Required task 1: Return each line of the entries below that contains the string "wheel".

Source extract:

+++

When his best friend soared to the second pick of the 2013 NBA draft, he so wanted to follow him to the league but knew his game needed more work.

When his younger brother bolted after two years of college and became a second-round selection in the 2014 NBA draft, he wished that he could be the one to follow in their father’s footsteps into the league, but knew his game was not yet NBA ready.

When former Notre Dame guard Jerian Grant decided last spring to return to school after missing the second half of the previous year because of academics, the advice of his buddy (former Indiana standout and current Orlando Magic guard Victor Oladipo) and his brother (Jerami, set to start his second season with the Philadelphia 76ers) made it all seem more manageable.

Don’t worry about going back, they counseled Grant around this time last year. He would be next among the group to get to the NBA. Play hard and play well, and his time would come.

It’s come.

On Thursday, Grant will rise from his table somewhere inside the green room of Barclays Center in the New York borough of Brooklyn, step to the stage and shake hands with NBA commissioner Adam Silver after becoming the first first-round draft pick from Notre Dame since 2002 when Ryan Humphrey went No. 19 to the Utah Jazz.

A new basketball chapter remains to be written for Grant, one of the most dynamic play-making guards in college basketball last season. Many more challenges lay ahead. But for a few moments Thursday, Grant will drink it all in and let it all sink in.

He’s a first-round draft pick. The elite of the elite.

“That’s going to mean a lot,” Grant told the Tribune last month in Chicago during the NBA draft combine. “It’s been a dream to play in the NBA and to be able to do that this year means a lot. Being the first Notre Dame guy in 13 years, you’re making more history and that’s important to me.”

A long road

Grant has taken his game to a level few thought possible five years ago when he arrived at Notre Dame a young and scrawny guard from famed DeMatha Catholic (Md.) High School. Because of his age and inexperience and a lingering stress reaction in his left leg, Grant reluctantly sat out that first year in 2010-11. While the Irish ran off a 27-7 record and climbed to as high as No. 4 in the national rankings, Grant impatiently watched and waited and even wondered if he had made the wrong college choice.

“He wanted to transfer,” said Irish coach Mike Brey.

But Grant also wanted to work, something he did more and more of as the following four years unfolded. By the time he re-enrolled last June, he had become more dedicated to being a better player, a better leader, a better person. Just better.

He was driven to have a good season. He had a great one.

Grant enjoyed a dream senior year (16.5 ppg., 2.5 rpg., 6.9 apg., 37.1 mpg.) that saw him climb steadily up draft boards. A possible second-round selection last fall, he became a potential lottery pick by the time spring arrived. The consensus first team All-American also helped lead Notre Dame to a 32-6 season that included an Atlantic Coast Conference tournament championship, a tournament most valuable player honor and Irish trip to the NCAA tournament’s Elite Eight.

+++

Location identification entries:
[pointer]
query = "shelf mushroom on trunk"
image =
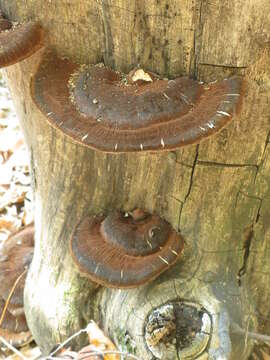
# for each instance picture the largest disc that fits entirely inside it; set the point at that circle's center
(101, 109)
(18, 42)
(116, 113)
(124, 250)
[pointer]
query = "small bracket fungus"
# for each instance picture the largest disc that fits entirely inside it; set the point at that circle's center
(102, 109)
(15, 257)
(124, 251)
(17, 42)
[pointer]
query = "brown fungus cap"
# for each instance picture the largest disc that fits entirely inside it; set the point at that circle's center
(15, 257)
(18, 42)
(124, 251)
(103, 110)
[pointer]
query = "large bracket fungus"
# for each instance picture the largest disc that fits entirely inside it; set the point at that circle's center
(111, 112)
(18, 42)
(15, 257)
(124, 251)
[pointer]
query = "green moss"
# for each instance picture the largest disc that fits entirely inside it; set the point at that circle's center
(124, 341)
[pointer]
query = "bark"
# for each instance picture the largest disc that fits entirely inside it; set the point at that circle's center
(212, 192)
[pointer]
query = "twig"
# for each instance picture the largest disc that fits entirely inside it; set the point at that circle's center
(12, 348)
(66, 342)
(107, 352)
(10, 296)
(238, 330)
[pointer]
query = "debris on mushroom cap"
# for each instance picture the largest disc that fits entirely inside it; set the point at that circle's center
(15, 257)
(140, 74)
(4, 23)
(123, 251)
(18, 42)
(96, 108)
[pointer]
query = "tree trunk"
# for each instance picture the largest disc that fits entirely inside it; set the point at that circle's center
(212, 192)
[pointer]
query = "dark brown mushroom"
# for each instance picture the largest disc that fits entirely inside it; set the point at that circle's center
(15, 257)
(122, 250)
(104, 110)
(18, 42)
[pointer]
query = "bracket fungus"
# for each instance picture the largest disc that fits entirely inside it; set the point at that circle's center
(15, 257)
(124, 251)
(112, 112)
(18, 42)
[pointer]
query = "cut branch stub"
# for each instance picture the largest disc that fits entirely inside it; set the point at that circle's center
(104, 110)
(15, 257)
(124, 251)
(18, 42)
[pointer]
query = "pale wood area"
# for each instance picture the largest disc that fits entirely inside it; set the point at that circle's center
(212, 191)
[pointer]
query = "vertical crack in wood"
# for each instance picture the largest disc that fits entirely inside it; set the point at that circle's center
(248, 236)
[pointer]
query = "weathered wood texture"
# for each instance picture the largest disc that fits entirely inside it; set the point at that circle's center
(212, 192)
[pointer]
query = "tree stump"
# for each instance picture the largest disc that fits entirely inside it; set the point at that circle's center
(215, 193)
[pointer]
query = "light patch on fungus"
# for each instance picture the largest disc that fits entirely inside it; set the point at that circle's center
(140, 74)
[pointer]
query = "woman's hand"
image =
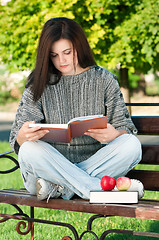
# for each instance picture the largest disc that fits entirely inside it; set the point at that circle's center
(27, 133)
(105, 135)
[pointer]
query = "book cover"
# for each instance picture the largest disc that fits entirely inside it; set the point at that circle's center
(74, 128)
(113, 197)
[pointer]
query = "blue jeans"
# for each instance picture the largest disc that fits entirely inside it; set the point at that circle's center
(40, 160)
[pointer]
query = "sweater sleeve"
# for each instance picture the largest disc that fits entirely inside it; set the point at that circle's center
(28, 110)
(117, 112)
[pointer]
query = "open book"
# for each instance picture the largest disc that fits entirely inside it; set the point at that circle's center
(74, 128)
(113, 197)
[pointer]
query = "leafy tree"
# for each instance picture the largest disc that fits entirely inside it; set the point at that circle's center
(120, 31)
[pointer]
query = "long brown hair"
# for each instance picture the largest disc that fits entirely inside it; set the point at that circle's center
(53, 30)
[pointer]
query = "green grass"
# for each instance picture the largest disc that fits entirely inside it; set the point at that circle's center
(79, 220)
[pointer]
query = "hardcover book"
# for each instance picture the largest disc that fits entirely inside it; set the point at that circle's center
(74, 128)
(113, 197)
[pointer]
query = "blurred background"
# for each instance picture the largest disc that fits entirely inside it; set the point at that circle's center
(123, 34)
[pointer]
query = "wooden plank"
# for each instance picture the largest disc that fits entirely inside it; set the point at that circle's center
(142, 210)
(150, 154)
(146, 124)
(148, 178)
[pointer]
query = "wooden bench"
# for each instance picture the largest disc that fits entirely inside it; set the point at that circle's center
(145, 209)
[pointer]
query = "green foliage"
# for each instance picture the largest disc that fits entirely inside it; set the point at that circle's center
(121, 31)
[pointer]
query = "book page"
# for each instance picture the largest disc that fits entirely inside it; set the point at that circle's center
(48, 126)
(84, 118)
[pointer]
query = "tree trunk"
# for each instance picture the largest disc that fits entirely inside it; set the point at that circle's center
(124, 81)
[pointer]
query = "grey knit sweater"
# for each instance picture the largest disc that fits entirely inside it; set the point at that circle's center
(79, 95)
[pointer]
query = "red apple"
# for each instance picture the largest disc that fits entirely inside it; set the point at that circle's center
(107, 183)
(123, 183)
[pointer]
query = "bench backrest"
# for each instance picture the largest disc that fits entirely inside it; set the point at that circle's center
(147, 125)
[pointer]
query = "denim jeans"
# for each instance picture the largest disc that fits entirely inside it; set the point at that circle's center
(40, 160)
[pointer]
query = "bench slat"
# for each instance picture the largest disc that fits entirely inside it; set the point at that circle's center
(148, 178)
(146, 124)
(142, 210)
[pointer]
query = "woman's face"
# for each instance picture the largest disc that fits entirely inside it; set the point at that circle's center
(63, 58)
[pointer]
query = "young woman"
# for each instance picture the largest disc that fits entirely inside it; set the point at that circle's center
(67, 83)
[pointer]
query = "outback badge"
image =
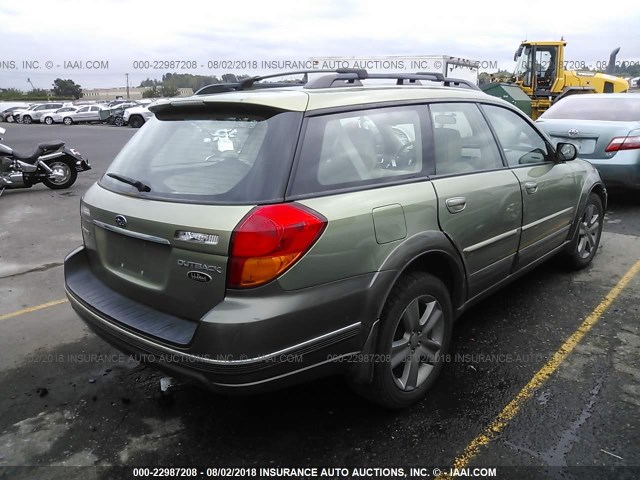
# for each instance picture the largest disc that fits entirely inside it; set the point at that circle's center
(199, 276)
(121, 221)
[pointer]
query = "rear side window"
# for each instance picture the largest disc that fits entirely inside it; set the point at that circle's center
(215, 157)
(359, 148)
(520, 142)
(462, 139)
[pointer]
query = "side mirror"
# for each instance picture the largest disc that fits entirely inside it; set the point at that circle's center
(535, 156)
(566, 151)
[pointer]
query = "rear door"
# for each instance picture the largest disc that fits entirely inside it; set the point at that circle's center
(94, 114)
(479, 199)
(550, 190)
(81, 115)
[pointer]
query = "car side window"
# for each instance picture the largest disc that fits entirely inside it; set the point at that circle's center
(359, 148)
(520, 142)
(463, 141)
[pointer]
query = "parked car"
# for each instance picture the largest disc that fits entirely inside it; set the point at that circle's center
(114, 115)
(36, 112)
(136, 116)
(57, 115)
(86, 114)
(334, 230)
(7, 114)
(606, 130)
(18, 112)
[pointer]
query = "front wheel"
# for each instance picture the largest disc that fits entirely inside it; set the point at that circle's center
(416, 326)
(587, 237)
(64, 175)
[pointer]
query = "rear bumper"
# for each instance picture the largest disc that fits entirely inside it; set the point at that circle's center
(622, 170)
(251, 341)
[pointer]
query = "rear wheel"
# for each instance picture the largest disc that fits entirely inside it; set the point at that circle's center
(64, 175)
(587, 237)
(415, 333)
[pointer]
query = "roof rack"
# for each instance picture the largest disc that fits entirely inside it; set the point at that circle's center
(337, 78)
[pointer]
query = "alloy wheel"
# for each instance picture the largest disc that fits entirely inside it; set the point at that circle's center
(417, 342)
(588, 231)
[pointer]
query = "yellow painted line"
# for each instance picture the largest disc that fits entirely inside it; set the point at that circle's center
(542, 375)
(42, 306)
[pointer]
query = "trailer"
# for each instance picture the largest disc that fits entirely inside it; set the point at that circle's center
(454, 67)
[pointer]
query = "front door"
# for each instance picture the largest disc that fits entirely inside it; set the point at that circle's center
(550, 189)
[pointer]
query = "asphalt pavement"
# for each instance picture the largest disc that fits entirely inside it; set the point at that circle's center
(542, 376)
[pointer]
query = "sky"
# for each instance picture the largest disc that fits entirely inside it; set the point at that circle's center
(116, 37)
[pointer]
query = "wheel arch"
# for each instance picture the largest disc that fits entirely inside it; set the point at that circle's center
(430, 252)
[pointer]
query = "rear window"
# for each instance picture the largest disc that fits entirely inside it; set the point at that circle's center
(359, 148)
(587, 107)
(210, 157)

+++

Required task 2: Echo the passage of the Jerian Grant article above from "A long road" to "a great one.", word for word.

Response 1:
query = "front wheel"
query = "rear wheel"
query = "alloy wheel"
query = "wheel arch"

Response 2:
A long road

Grant has taken his game to a level few thought possible five years ago when he arrived at Notre Dame a young and scrawny guard from famed DeMatha Catholic (Md.) High School. Because of his age and inexperience and a lingering stress reaction in his left leg, Grant reluctantly sat out that first year in 2010-11. While the Irish ran off a 27-7 record and climbed to as high as No. 4 in the national rankings, Grant impatiently watched and waited and even wondered if he had made the wrong college choice.

“He wanted to transfer,” said Irish coach Mike Brey.

But Grant also wanted to work, something he did more and more of as the following four years unfolded. By the time he re-enrolled last June, he had become more dedicated to being a better player, a better leader, a better person. Just better.

He was driven to have a good season. He had a great one.